Quoted passage
•••••
The pivot columns are the first, second and third columns. The pivot rows are the first, second and third rows. Performing backward substitution one obtains

$$ \begin{align*} x_4 &= s\in\mathbb{R} \\ x_5 &= t\in\mathbb{R} \\ x_3 &= 3s + 6t \\ x_2 &= -8s - 14t \\ x_1 &= -5s - 8t \\ \end{align*} $$

A basis for the column space has 3 vectors (pivot columns). A basis for the row space has 3 vector (pivot rows). A basis for the null space has 2 vectors (free columns). Matrix $A^T$ has only 3 pivot columns (pivot rows) and no free columns so the left null space is trivial.

$$ \begin{align*} C(A) &= \text{Span}\left\{\,\begin{bmatrix}\ 2\ \\ \ 8\ \\ \ 10\ \end{bmatrix},\ \begin{bmatrix} -1\ \\ -3\ \\ -7\ \end{bmatrix},\ \begin{bmatrix}\ \ 0\ \\ \ \ 3\ \\ -4\ \end{bmatrix}\,\right\} \\ \\ C(A^T) &= \text{Span}\left\{\,\begin{bmatrix}\ 1\ \\ \ 0\ \\ \ 0\ \\ \ 5\ \\ \ 8\ \end{bmatrix},\ \begin{bmatrix}\ 0\ \\ \ 1\ \\ \ 0\ \\ \ 8\ \\ \ 14\ \end{bmatrix},\ \begin{bmatrix}\ \ 0\ \\ \ \ 0\ \\ \ \ 1\ \\ -3\ \\ -6\ \end{bmatrix}\,\right\} = \text{Span}\left\{\,\begin{bmatrix}\ \ 2\ \\ -1\ \\ \ \ 0\ \\ \ \ 2\ \\ \ \ 2\ \end{bmatrix},\ \begin{bmatrix}\ \ 8\ \\ -3\ \\ \ \ 3\ \\ \ \ 7\ \\ \ \ 4\ \end{bmatrix},\ \begin{bmatrix}\ \ 10\ \\ -7\ \\ -4\ \\ \ \ 6\ \\ \ \ 6\ \end{bmatrix}\,\right\} \\ \\ N(A) &= \text{Span}\left\{\,\begin{bmatrix} -5\ \\ -8\ \\ \ \ 3\ \\ \ \ 1\ \\ \ \ 0\ \end{bmatrix},\ \begin{bmatrix} -8\ \\ -14\ \\ \ \ 6\ \\ \ \ 0\ \\ \ \ 1\ \end{bmatrix}\,\right\} \\ \\ N(A^T) &= \left\{\,\begin{bmatrix}\ 0\ \\ \ 0\ \\ \ 0\ \end{bmatrix}\,\right\} \end{align*} $$

4.6.5 The Rank and Nullity of a Matrix¶

Notice that in an $m\times n$ matrix, a column is a pivot column if and only if the pivot is also a pivot for a pivot row. The means that the dimension of the column space always equals the dimension of the row space.

Definition:¶

For any $m\times n$ matrix $A$, the dimension of the row space $C\left(A^T\right)$ is called the rank of matrix $A$.
•••••
Tasks and exercises
1: List every kind of space that the linear algebra passage names in the paragraph beginning "A basis for the column space".
2: In the linear algebra passage, what is the dimension of the row space of a matrix called?
3: From the linear algebra passage, quote the part starting at "The pivot columns" and ending at "space is trivial.".
Use only the linear algebra passage to answer.
•••••
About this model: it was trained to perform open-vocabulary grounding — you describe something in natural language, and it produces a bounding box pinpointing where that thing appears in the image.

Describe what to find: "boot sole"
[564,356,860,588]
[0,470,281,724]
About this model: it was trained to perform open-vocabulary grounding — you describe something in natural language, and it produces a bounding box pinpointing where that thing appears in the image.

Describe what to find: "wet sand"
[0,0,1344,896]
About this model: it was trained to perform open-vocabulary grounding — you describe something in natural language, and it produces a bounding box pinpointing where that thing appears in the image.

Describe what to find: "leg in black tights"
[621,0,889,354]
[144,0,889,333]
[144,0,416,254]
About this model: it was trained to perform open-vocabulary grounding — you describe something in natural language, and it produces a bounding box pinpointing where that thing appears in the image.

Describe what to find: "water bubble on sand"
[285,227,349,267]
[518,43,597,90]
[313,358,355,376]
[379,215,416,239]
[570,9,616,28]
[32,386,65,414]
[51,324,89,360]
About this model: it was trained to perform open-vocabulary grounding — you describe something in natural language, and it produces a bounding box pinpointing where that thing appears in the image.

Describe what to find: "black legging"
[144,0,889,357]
•••••
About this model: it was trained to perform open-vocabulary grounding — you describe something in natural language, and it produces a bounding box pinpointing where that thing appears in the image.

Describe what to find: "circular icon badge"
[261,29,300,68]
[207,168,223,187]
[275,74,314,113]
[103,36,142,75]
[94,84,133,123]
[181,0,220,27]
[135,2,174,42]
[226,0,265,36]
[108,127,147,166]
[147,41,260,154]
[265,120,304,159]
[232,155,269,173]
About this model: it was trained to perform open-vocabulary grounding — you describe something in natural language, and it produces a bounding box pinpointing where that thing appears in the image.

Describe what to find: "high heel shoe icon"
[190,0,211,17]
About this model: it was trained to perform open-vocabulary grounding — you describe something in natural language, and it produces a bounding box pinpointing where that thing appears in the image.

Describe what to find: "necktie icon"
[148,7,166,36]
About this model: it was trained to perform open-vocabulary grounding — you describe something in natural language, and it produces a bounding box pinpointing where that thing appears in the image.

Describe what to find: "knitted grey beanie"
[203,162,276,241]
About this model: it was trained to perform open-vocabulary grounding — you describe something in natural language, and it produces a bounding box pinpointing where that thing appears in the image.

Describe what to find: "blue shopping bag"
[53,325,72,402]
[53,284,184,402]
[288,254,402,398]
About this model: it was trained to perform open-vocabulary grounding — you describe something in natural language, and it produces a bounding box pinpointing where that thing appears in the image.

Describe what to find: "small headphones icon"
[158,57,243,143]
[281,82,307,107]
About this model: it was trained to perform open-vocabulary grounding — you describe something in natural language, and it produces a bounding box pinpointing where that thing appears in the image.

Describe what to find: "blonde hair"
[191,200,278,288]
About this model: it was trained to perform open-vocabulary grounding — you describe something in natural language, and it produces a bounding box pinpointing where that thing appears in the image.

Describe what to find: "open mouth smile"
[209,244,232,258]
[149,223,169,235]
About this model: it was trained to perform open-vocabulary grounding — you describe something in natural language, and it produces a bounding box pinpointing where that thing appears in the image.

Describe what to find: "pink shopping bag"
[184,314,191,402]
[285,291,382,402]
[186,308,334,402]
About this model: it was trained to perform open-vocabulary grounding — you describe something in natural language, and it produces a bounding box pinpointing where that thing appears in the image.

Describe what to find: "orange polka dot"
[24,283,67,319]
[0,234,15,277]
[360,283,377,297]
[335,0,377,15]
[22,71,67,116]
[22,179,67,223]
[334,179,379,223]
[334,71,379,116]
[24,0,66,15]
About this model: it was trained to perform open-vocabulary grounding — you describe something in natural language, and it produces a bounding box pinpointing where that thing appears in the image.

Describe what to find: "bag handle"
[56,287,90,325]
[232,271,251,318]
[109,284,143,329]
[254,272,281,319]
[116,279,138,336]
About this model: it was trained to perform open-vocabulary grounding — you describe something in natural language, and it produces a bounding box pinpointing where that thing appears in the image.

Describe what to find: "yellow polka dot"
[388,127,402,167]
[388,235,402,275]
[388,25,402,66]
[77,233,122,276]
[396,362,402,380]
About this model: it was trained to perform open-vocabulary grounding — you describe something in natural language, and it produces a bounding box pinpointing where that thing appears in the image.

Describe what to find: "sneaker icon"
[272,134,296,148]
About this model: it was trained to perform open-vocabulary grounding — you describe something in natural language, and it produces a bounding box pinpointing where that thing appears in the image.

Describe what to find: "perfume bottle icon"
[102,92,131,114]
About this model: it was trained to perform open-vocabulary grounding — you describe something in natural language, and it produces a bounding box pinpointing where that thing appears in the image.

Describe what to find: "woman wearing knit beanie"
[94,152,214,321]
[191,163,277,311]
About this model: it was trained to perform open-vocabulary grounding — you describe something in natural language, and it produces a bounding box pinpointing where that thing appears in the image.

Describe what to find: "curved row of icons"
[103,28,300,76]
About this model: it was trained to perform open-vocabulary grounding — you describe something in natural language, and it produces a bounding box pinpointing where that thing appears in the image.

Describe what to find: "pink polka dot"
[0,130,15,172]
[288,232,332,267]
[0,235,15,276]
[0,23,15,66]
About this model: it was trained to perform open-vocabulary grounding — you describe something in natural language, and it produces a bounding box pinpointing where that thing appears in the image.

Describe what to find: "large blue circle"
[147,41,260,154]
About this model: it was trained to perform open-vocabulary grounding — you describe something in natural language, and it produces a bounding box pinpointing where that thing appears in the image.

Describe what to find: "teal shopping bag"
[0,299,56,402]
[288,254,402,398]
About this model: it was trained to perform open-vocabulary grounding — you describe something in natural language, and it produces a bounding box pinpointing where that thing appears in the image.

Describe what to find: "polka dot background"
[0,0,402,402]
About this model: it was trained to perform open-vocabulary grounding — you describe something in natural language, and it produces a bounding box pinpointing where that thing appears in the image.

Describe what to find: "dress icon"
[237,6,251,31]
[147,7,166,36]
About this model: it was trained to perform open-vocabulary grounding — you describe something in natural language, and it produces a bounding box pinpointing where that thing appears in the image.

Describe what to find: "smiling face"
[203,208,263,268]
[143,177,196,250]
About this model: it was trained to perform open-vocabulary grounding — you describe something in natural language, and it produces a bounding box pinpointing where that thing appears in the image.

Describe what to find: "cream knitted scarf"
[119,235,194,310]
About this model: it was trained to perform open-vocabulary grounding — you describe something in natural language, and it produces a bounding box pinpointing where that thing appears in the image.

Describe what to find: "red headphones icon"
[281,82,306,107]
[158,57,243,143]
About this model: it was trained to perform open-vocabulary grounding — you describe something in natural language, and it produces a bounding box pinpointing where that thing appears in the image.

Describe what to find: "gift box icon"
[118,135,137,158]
•••••
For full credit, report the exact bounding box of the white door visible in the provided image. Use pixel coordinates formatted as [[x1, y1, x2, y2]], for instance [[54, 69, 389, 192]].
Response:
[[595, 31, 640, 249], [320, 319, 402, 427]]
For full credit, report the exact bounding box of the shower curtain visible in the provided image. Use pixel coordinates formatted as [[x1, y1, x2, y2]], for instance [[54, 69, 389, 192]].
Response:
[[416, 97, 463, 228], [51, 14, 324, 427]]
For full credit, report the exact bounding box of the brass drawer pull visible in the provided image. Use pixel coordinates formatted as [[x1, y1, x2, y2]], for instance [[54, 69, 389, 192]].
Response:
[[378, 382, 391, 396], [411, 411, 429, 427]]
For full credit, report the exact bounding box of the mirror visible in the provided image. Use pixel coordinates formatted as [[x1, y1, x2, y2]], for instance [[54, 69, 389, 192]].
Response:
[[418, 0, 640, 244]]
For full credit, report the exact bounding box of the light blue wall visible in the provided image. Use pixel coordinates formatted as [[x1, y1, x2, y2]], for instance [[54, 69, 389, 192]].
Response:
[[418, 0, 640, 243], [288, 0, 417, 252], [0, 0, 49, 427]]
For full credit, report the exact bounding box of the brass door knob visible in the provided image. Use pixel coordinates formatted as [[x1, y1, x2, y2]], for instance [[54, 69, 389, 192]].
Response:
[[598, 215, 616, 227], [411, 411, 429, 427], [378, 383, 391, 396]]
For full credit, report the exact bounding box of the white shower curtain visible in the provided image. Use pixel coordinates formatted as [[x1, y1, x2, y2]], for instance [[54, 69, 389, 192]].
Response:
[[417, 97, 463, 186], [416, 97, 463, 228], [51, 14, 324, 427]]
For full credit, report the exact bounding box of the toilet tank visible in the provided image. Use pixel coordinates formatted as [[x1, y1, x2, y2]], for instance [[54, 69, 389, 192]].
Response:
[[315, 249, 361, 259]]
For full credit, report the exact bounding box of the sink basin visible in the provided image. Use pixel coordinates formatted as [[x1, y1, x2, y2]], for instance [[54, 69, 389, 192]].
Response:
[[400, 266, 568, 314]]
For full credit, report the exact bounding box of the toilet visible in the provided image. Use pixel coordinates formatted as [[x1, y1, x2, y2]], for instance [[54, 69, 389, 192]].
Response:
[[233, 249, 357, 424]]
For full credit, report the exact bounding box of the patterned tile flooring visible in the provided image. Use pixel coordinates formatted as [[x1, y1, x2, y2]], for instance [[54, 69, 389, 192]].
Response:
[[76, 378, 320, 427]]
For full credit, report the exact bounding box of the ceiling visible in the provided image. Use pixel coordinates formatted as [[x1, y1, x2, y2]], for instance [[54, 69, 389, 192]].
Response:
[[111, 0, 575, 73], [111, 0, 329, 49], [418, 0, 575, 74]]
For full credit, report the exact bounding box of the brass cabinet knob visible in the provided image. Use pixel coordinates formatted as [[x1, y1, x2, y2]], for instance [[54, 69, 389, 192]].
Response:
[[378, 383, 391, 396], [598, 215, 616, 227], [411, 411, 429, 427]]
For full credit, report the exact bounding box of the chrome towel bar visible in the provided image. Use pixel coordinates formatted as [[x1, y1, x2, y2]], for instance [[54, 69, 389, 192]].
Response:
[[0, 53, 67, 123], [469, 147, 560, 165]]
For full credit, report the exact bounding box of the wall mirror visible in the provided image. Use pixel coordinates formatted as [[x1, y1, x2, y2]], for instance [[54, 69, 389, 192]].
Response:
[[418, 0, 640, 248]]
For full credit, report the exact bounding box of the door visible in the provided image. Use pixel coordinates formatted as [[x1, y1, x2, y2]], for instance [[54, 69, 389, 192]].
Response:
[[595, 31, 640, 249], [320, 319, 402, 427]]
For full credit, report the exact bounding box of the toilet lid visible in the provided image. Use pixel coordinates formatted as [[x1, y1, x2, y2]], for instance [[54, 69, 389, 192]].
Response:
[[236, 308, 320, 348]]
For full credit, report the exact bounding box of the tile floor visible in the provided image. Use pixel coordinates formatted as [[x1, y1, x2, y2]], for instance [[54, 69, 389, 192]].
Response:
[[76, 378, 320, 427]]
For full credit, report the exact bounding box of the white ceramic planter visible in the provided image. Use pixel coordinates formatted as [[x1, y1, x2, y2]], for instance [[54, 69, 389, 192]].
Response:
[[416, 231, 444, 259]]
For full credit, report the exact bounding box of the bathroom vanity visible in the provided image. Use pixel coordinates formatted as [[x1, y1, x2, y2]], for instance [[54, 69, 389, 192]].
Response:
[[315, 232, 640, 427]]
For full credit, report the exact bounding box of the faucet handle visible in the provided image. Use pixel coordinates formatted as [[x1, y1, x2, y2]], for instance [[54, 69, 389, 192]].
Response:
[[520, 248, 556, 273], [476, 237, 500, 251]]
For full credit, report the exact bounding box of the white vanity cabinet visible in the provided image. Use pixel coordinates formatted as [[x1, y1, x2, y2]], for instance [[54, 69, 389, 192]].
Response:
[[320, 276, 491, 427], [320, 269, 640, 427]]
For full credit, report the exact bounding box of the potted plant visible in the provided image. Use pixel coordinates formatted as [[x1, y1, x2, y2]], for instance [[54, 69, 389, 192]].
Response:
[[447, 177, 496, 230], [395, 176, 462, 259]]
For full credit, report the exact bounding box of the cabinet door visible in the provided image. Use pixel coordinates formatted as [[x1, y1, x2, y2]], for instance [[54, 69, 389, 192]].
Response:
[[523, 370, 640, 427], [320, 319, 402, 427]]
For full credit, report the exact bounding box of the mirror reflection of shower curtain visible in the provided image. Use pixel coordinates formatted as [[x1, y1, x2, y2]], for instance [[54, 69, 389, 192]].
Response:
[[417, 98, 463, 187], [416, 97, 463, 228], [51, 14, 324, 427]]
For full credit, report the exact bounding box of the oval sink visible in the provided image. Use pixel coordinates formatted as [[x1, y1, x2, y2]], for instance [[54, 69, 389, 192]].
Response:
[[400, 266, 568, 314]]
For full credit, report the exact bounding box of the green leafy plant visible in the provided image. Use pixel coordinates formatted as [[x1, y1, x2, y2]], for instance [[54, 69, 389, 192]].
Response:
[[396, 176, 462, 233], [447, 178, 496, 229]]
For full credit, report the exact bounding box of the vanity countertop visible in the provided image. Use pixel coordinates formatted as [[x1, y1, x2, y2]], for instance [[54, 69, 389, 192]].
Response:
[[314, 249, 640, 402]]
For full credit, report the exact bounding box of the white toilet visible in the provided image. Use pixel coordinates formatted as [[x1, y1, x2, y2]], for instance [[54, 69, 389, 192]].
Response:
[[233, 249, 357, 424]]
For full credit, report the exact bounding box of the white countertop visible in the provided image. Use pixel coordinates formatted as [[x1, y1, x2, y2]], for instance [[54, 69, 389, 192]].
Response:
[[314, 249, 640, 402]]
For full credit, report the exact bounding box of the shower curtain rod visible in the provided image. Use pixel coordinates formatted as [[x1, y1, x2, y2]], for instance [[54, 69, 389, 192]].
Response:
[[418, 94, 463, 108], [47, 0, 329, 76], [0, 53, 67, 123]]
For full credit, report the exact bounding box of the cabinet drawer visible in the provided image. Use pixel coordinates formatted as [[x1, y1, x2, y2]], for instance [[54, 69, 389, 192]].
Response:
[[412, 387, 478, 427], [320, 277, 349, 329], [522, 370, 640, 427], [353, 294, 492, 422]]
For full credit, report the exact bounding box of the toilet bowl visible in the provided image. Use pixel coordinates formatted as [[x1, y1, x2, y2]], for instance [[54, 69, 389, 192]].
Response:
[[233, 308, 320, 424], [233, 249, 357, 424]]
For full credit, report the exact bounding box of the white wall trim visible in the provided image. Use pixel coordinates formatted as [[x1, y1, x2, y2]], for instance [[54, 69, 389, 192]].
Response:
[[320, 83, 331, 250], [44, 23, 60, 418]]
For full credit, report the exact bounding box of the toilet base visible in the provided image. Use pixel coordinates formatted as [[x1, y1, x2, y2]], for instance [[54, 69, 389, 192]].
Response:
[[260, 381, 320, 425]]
•••••
Responses for each task
1: column space, row space, null space, left null space

2: It is called the rank of matrix A.

3:
The pivot columns are the first, second and third columns. The pivot rows are the first, second and third rows. Performing backward substitution one obtains

$$ \begin{align*} x_4 &= s\in\mathbb{R} \\ x_5 &= t\in\mathbb{R} \\ x_3 &= 3s + 6t \\ x_2 &= -8s - 14t \\ x_1 &= -5s - 8t \\ \end{align*} $$

A basis for the column space has 3 vectors (pivot columns). A basis for the row space has 3 vector (pivot rows). A basis for the null space has 2 vectors (free columns). Matrix $A^T$ has only 3 pivot columns (pivot rows) and no free columns so the left null space is trivial.